Using the line that contains "of the decorative" as the first line and the last line of the data as the final one, give every line in that range again exactly.

DATA SUPPLIED below:

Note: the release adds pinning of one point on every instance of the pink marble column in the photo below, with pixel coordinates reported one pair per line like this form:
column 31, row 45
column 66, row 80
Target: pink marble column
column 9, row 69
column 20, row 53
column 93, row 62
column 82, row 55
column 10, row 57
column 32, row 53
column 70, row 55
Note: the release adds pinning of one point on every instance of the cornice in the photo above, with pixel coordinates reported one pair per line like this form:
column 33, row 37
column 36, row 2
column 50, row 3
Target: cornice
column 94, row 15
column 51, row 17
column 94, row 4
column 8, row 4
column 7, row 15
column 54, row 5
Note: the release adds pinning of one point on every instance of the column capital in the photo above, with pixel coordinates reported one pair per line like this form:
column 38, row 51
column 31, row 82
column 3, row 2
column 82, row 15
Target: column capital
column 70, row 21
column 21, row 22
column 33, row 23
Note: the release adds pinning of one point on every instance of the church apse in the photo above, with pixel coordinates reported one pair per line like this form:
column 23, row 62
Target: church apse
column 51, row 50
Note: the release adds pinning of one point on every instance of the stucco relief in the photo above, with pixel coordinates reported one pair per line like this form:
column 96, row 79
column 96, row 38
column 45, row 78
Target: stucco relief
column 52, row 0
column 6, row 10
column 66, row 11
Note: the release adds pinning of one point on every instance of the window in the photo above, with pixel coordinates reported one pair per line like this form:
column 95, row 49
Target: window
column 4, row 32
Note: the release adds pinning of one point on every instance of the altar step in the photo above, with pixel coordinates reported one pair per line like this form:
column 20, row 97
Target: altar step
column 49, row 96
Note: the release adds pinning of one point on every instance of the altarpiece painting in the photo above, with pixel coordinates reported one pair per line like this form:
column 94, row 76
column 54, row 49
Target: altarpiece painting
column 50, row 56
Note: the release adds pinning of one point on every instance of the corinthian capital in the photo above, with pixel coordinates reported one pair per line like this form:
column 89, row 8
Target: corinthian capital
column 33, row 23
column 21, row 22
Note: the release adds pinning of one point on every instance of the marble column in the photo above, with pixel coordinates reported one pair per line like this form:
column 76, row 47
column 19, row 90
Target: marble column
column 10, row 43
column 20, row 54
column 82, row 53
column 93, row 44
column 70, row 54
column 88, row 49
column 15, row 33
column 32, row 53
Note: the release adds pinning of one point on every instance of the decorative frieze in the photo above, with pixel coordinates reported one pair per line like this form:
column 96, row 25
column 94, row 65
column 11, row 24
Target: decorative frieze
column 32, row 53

End of DATA SUPPLIED.

_THE ANSWER_:
Note: the release adds pinning of one point on every instance of the decorative frieze in the photo above, with pixel coordinates reported one pair per line like this form:
column 96, row 25
column 94, row 65
column 11, row 24
Target: decorative frieze
column 32, row 53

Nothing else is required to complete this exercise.